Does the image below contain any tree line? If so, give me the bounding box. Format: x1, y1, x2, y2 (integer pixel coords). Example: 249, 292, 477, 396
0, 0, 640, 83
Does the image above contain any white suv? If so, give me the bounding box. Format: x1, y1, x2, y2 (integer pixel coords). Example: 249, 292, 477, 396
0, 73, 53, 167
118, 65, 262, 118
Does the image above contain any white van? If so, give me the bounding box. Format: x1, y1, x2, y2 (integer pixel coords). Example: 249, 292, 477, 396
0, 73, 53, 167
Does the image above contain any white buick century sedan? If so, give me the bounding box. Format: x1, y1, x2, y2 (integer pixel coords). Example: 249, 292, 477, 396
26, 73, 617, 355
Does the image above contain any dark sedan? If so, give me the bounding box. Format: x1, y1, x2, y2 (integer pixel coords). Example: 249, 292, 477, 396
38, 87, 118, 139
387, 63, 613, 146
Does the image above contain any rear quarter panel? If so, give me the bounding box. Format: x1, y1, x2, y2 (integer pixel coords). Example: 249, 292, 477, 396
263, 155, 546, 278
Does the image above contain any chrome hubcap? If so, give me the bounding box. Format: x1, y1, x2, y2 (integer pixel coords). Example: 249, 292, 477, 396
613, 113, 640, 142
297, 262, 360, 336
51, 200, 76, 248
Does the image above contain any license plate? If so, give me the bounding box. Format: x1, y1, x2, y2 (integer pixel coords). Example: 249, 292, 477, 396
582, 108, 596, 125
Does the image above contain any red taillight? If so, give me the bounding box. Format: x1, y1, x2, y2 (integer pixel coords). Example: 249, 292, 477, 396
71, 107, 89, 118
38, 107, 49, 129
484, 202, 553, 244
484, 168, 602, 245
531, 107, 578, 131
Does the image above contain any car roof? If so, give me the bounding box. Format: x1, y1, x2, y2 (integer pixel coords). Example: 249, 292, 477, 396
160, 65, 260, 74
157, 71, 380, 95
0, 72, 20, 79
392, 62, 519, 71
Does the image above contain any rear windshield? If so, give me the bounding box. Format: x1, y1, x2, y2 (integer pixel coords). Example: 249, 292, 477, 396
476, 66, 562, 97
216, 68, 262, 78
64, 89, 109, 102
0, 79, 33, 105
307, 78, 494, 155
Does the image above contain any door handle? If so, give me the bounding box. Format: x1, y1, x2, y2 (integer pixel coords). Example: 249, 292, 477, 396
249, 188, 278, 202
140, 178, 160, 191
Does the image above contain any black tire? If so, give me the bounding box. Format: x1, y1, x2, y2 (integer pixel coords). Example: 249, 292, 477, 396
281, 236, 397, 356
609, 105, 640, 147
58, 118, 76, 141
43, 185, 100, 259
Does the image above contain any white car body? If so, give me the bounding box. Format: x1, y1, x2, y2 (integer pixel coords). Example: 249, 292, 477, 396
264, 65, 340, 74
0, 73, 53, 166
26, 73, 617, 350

## The task
Report every line above that contains the word "white", copying each one in full. Case counts.

## Written solution
Does the image above contain any white suv? If so, give me the bounding box. Format: x1, y1, x2, y2 (integer pixel coords). Example: 249, 292, 477, 396
Does the image above contain any white van? If so, give me the bounding box. Format: x1, y1, x2, y2 (integer pixel coords). Example: 249, 292, 477, 396
Does the image above contain any white buick century sedan? If so, give me the bounding box. Format: x1, y1, x2, y2 (integer pixel coords). Example: 249, 292, 477, 396
Does the image above contain any white car body? If so, give me the bounding box. Format: x1, y1, x2, y2 (integer pixel coords). Example: 249, 292, 477, 396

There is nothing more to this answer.